Quando prenderam o primeiro companheiro, eu era um dos que gritavam para soltá-lo, e gritei bem forte várias vezes: “Vocês têm que prender os filhos da puta que estão aí dentro votando em nosso nome”. No meio do caos, muita confusão, um tenente, já conhecido meu de outros protestos, olhou no meu olho enfurecido e disse que prenderia a mim. Eu disse: “Prende, então! Não estou fazendo nada”. Fui preso por desacato a autoridade.

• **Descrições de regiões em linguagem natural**
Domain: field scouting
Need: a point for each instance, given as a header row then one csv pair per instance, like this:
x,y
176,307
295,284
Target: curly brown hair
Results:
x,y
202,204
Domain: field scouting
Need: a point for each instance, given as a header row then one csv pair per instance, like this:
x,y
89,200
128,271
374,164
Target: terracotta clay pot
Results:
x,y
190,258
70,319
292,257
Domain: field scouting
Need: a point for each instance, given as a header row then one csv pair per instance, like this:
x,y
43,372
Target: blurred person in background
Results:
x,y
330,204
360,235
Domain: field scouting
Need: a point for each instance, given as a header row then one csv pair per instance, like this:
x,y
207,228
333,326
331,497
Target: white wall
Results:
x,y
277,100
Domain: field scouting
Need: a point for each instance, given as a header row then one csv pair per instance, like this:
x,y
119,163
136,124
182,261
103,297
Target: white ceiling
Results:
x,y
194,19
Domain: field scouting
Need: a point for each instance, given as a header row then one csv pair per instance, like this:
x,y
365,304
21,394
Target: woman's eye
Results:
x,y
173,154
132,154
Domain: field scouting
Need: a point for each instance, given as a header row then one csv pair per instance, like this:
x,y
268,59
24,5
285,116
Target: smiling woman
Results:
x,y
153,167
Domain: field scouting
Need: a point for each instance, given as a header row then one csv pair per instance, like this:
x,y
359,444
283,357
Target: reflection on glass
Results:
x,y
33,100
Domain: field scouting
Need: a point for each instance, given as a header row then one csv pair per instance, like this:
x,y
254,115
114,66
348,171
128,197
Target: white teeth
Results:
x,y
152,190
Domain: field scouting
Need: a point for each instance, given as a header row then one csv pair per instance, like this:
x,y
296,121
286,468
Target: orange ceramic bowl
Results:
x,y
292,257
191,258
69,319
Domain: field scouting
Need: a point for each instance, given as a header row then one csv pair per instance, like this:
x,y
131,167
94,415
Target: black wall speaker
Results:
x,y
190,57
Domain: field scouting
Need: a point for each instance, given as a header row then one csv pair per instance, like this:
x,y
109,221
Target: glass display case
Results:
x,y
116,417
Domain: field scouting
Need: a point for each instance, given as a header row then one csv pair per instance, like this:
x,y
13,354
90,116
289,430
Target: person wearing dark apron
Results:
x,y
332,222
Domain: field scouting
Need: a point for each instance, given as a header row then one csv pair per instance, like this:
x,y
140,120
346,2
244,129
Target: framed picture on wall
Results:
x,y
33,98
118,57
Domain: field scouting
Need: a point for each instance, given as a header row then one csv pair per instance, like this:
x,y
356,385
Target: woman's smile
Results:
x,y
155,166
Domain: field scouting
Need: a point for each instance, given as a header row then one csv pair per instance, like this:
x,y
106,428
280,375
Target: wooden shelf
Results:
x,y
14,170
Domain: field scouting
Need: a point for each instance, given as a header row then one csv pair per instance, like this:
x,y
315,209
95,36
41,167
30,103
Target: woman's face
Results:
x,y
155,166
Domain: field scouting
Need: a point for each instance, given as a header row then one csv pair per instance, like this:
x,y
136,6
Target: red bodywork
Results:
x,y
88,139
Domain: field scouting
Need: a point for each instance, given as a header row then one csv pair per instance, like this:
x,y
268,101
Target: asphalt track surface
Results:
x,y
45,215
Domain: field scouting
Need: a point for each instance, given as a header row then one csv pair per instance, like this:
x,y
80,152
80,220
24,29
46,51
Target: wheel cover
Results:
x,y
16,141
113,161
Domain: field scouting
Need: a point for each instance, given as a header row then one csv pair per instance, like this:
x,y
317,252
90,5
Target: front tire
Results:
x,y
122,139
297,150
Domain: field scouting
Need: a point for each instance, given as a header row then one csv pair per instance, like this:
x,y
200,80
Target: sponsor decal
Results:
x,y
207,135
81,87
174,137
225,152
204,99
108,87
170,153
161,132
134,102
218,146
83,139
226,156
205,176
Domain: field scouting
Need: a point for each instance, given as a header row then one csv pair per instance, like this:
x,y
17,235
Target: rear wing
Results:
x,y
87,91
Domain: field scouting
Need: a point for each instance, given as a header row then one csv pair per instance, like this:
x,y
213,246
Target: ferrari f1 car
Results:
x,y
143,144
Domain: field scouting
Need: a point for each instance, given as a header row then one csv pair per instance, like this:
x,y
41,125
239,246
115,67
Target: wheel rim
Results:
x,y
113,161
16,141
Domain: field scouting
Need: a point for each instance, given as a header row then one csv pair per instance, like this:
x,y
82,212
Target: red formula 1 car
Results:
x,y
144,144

• **Tarefa A**
Indique se cada afirmação abaixo está de acordo com o relato, respondendo sim ou não e citando literalmente as palavras do relato que decidem a questão. (i) Quem narra foi detido por desacato a autoridade. (ii) O tenente era um desconhecido para quem narra. (iii) Quem narra gritou uma única vez.
• **Tarefa B**
Transcreva do relato o trecho que começa nas palavras "Quando prenderam o" e termina depois de "desacato a autoridade.".

• **Resposta A**
(i) Sim: "Fui preso por desacato a autoridade."
(ii) Não: "um tenente, já conhecido meu de outros protestos".
(iii) Não: "gritei bem forte várias vezes".

• **Resposta B**
Quando prenderam o primeiro companheiro, eu era um dos que gritavam para soltá-lo, e gritei bem forte várias vezes: “Vocês têm que prender os filhos da puta que estão aí dentro votando em nosso nome”. No meio do caos, muita confusão, um tenente, já conhecido meu de outros protestos, olhou no meu olho enfurecido e disse que prenderia a mim. Eu disse: “Prende, então! Não estou fazendo nada”. Fui preso por desacato a autoridade.